[Collected data entries]
--------------------
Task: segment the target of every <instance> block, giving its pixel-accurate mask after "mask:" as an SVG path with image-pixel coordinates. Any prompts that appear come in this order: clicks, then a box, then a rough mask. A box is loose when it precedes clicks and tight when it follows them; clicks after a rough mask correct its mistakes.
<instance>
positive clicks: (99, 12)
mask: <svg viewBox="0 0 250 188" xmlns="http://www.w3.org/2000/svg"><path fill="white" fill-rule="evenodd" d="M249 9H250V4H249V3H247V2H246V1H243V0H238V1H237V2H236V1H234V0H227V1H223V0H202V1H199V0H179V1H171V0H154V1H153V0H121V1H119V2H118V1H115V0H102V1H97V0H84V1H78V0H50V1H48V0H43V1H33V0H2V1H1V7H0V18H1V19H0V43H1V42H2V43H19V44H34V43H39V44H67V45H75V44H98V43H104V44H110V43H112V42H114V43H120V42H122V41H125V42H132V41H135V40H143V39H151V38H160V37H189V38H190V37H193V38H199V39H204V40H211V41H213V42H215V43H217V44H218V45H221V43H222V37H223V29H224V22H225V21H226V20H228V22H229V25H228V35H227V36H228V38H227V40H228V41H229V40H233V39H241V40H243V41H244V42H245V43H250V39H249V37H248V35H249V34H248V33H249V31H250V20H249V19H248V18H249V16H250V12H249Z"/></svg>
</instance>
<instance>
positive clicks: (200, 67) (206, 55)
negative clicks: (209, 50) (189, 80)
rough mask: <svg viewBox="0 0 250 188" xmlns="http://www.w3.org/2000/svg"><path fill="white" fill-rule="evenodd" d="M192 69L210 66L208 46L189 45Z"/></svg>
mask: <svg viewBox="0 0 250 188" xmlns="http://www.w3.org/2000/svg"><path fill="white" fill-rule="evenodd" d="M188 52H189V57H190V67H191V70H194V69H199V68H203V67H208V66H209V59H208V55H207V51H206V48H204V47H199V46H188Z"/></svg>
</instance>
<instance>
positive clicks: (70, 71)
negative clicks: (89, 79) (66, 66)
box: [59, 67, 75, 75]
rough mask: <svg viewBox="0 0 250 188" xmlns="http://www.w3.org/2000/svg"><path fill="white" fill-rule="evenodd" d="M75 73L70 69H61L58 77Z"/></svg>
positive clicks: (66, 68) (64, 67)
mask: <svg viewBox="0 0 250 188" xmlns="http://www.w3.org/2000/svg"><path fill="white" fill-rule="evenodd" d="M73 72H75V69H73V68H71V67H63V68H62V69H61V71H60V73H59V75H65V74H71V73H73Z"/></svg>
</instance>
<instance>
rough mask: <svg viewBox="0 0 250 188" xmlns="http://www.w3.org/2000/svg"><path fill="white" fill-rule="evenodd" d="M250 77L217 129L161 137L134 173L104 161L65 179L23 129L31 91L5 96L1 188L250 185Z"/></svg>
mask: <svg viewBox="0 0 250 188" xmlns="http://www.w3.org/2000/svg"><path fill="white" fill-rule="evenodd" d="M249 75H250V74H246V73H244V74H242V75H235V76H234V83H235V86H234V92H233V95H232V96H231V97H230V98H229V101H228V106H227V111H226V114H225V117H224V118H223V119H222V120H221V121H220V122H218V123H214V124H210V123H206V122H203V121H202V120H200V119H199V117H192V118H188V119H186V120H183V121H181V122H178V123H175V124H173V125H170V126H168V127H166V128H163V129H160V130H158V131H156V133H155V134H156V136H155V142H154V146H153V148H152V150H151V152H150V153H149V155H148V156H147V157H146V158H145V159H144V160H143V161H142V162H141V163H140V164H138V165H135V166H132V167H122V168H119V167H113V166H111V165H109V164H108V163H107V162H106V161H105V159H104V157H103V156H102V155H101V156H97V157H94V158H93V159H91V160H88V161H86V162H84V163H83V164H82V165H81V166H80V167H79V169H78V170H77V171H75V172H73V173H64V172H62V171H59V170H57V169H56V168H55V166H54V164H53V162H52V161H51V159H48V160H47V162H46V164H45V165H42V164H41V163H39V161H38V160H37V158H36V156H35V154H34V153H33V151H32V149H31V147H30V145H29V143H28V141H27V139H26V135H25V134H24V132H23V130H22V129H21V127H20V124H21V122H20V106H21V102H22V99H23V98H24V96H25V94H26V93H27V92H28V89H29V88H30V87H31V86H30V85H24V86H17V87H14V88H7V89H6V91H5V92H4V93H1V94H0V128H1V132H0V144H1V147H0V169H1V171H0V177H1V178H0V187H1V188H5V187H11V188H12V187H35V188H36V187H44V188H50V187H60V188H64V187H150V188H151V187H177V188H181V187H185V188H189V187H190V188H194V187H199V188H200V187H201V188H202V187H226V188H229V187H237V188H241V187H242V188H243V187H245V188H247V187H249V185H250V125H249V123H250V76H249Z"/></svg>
--------------------
Please copy out all of the records above, character for character, with no changes.

Task: segment the target of every <instance> block, giving its pixel-accurate mask after "mask:" as an SVG path with image-pixel coordinates. Any prompts that appear come in this order: clicks, then a box, then a rough mask. A box is loose when it precedes clicks and tight when it follows them; clicks after a rough mask correct its mistakes.
<instance>
positive clicks: (99, 12)
mask: <svg viewBox="0 0 250 188" xmlns="http://www.w3.org/2000/svg"><path fill="white" fill-rule="evenodd" d="M249 9H250V4H249V3H247V2H246V1H243V0H238V1H237V2H236V1H234V0H227V1H223V0H202V1H199V0H179V1H171V0H154V1H153V0H121V1H119V2H118V1H115V0H102V1H97V0H84V1H78V0H50V1H48V0H43V1H33V0H2V1H1V7H0V18H1V19H0V43H1V42H2V43H19V44H34V43H39V44H67V45H75V44H98V43H104V44H110V43H112V42H114V43H120V42H122V41H125V42H132V41H135V40H143V39H151V38H160V37H189V38H190V37H193V38H199V39H204V40H211V41H213V42H215V43H217V44H218V45H221V43H222V37H223V29H224V22H225V21H226V20H228V22H229V25H228V35H227V36H228V38H227V40H228V41H229V40H233V39H241V40H243V41H244V42H245V43H250V39H249V37H248V35H249V34H248V33H249V31H250V20H249V19H248V18H249V16H250V12H249Z"/></svg>
</instance>
<instance>
positive clicks: (200, 67) (206, 55)
negative clicks: (209, 50) (189, 80)
rough mask: <svg viewBox="0 0 250 188" xmlns="http://www.w3.org/2000/svg"><path fill="white" fill-rule="evenodd" d="M192 69L210 66L208 46L189 45Z"/></svg>
mask: <svg viewBox="0 0 250 188" xmlns="http://www.w3.org/2000/svg"><path fill="white" fill-rule="evenodd" d="M188 52H189V57H190V67H191V70H194V69H199V68H203V67H208V66H209V59H208V55H207V51H206V48H204V47H199V46H188Z"/></svg>
</instance>
<instance>
positive clicks: (70, 71)
negative clicks: (89, 79) (66, 66)
box: [59, 67, 75, 75]
rough mask: <svg viewBox="0 0 250 188" xmlns="http://www.w3.org/2000/svg"><path fill="white" fill-rule="evenodd" d="M75 73L70 69H61L58 77Z"/></svg>
positive clicks: (66, 68) (64, 67)
mask: <svg viewBox="0 0 250 188" xmlns="http://www.w3.org/2000/svg"><path fill="white" fill-rule="evenodd" d="M73 72H75V69H73V68H71V67H63V68H62V69H61V71H60V73H59V75H65V74H71V73H73Z"/></svg>
</instance>
<instance>
rough mask: <svg viewBox="0 0 250 188" xmlns="http://www.w3.org/2000/svg"><path fill="white" fill-rule="evenodd" d="M250 77L217 129L161 137L134 173L104 161L65 179L23 129L31 91L5 96L1 188L250 185Z"/></svg>
mask: <svg viewBox="0 0 250 188" xmlns="http://www.w3.org/2000/svg"><path fill="white" fill-rule="evenodd" d="M249 75H250V74H246V73H244V74H242V75H235V76H234V83H235V86H234V92H233V95H232V96H231V97H230V98H229V101H228V106H227V111H226V114H225V117H224V118H223V119H222V120H221V121H220V122H218V123H214V124H210V123H206V122H203V121H202V120H200V119H199V117H192V118H188V119H186V120H183V121H181V122H178V123H175V124H173V125H170V126H168V127H166V128H163V129H160V130H158V131H156V133H155V134H156V136H155V142H154V146H153V148H152V150H151V152H150V153H149V155H148V156H147V157H146V158H145V159H144V160H143V161H142V162H141V163H140V164H138V165H135V166H132V167H122V168H119V167H113V166H111V165H109V164H108V163H107V162H106V161H105V159H104V157H103V156H102V155H101V156H97V157H94V158H93V159H91V160H88V161H86V162H84V163H83V164H82V165H81V166H80V167H79V169H78V170H77V171H75V172H73V173H64V172H62V171H59V170H57V169H56V168H55V166H54V164H53V162H52V161H51V159H48V160H47V162H46V164H45V165H42V164H41V163H39V161H38V160H37V158H36V156H35V154H34V153H33V151H32V149H31V147H30V145H29V143H28V141H27V139H26V135H25V134H24V132H23V130H22V129H21V127H20V124H21V122H20V106H21V102H22V99H23V98H24V96H25V94H26V93H27V92H28V89H29V88H30V87H31V86H30V85H24V86H17V87H14V88H7V89H6V91H5V92H4V93H1V94H0V128H1V132H0V144H1V147H0V169H1V171H0V177H1V178H0V187H1V188H5V187H11V188H12V187H35V188H36V187H44V188H50V187H60V188H64V187H150V188H151V187H177V188H181V187H185V188H189V187H190V188H194V187H199V188H200V187H201V188H202V187H226V188H229V187H237V188H241V187H242V188H243V187H245V188H247V187H249V185H250V125H249V123H250V76H249Z"/></svg>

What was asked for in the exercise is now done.